**Reading text:**

┌──

January 30, 1927 – May 7, 2007

Malka Baran, whose birth name was Mela Klin, was born in Warsaw on January 30, 1927. When she was one year old, her parents, Isaac and Bela settled in the southern Polish city of Czestochowa on the Warta River. Malka also had a younger brother, Henek.

Malka’s happy childhood was brutally cut short when the Germans invaded Poland on September 1, 1939. By Sunday, the Nazis captured Czestochowa. Eventually, city’s Jews were forced into the the Czestochowa Ghetto.

On Yom Kippur 1942, the Germans began the mass deportations to Treblinka concentration camp. On the first day of the deportations, Malka’s mother was sent to one side—she later died in Treblinka—while Malka, her father, and her brother were sent to the other. Isaac and Henek were forced to work on the railroad. One day, they failed to return from their labor assignment; they had been shot along the railroad tracks.

Malka and the other remaining Jews were forced into the so-called Small Ghetto. In 1943 she and others living there were sent to a labor camp where they were forced to work in a munitions plant in terrible conditions. She survived bouts of boils and typhus. Malka and other women at the camp helped conceal a toddler whose mother had smuggled him into the camp. A German foreman discovered the toddler, but he decided to let him live.

└──

Extracted data entries:
┌──

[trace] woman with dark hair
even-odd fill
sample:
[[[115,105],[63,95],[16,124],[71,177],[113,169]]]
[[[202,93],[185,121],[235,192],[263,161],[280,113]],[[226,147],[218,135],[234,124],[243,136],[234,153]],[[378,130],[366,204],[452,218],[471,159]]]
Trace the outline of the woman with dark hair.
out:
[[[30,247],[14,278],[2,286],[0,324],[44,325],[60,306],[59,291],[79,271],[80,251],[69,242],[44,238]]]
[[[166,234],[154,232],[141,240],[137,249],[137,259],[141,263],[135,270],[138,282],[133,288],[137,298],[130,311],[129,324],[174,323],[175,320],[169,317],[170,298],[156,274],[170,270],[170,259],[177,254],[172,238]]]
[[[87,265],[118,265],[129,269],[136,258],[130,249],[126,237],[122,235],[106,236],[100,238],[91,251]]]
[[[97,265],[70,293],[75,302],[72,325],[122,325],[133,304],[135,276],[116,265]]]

└──

**Your tasks:**
1. Answer these from the Malka Baran biography above:
(a) In which city was Malka born?
(b) On what occasion in 1942 did the Germans begin the mass deportations to Treblinka?
(c) Which two illnesses did she survive at the labor camp?
2. From the Malka Baran biography, return word for word the part that opens with the words containing "Malka’s happy childhood" and closes with "the Czestochowa Ghetto.".

**Results of the exercise:**
1.
(a) Warsaw
(b) Yom Kippur
(c) Boils and typhus

2.
Malka’s happy childhood was brutally cut short when the Germans invaded Poland on September 1, 1939. By Sunday, the Nazis captured Czestochowa. Eventually, city’s Jews were forced into the the Czestochowa Ghetto.